* _TASK BRIEF_:
Rewrite the stretch from the line containing "Now, locate the red" through the line containing "left=304, top=281, right=914, bottom=693", keeping the requests, and scale every coordinate in the answers by 2.6, rounding to whole numbers with halves going up. Leave the requests and their sample output unchanged.

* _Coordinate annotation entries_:
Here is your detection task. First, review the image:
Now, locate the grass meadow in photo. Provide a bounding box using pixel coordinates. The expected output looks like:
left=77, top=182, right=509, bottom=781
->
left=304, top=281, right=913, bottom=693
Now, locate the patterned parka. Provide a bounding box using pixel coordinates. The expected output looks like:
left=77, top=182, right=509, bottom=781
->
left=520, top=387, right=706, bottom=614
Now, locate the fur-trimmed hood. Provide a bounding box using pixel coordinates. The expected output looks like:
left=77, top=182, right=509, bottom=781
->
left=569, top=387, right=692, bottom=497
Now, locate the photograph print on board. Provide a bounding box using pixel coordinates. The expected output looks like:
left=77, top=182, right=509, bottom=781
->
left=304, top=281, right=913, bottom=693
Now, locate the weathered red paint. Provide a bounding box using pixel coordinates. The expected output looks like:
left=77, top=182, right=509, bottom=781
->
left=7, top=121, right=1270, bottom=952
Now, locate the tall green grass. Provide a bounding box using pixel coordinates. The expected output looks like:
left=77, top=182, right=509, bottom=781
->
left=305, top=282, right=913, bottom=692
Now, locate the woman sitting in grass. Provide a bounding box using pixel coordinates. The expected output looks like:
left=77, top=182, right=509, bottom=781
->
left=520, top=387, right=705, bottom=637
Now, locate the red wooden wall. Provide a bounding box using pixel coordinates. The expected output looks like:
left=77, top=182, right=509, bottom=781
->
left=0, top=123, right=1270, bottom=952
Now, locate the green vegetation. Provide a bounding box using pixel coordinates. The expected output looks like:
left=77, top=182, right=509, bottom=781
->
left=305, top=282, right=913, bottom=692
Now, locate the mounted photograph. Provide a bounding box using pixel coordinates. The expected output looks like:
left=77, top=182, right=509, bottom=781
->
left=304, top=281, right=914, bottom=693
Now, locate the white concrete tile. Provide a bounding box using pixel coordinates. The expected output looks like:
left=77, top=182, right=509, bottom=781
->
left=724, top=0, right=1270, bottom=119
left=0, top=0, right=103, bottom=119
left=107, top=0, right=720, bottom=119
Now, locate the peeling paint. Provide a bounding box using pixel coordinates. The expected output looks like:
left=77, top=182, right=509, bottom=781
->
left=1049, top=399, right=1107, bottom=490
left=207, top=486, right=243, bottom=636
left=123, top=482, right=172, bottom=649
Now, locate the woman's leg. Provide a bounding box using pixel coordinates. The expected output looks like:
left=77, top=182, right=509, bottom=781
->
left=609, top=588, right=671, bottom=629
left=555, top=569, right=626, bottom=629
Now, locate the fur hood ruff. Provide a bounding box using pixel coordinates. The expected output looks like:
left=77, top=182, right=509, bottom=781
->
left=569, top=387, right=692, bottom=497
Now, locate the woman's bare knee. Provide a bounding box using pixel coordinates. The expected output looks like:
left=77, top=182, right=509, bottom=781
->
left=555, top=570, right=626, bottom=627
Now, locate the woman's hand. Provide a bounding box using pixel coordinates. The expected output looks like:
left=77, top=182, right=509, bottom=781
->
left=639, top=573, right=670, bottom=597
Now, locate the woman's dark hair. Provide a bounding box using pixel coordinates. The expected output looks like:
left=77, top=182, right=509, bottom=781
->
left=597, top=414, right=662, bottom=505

* _FINISHED TASK_:
Now, locate the red wooden wall. Provide a bounding box using pixel coordinates. The expected output looks like:
left=77, top=182, right=509, bottom=781
->
left=0, top=320, right=3302, bottom=2475
Now, locate the green vegetation. Provide a bounding box using pixel coordinates. The expected output looks like:
left=77, top=182, right=509, bottom=781
->
left=793, top=733, right=2374, bottom=1799
Now, locate the mounted photograph. Provide a bounding box using pixel coordinates. The expected output looks like:
left=77, top=182, right=509, bottom=781
->
left=790, top=731, right=2376, bottom=1802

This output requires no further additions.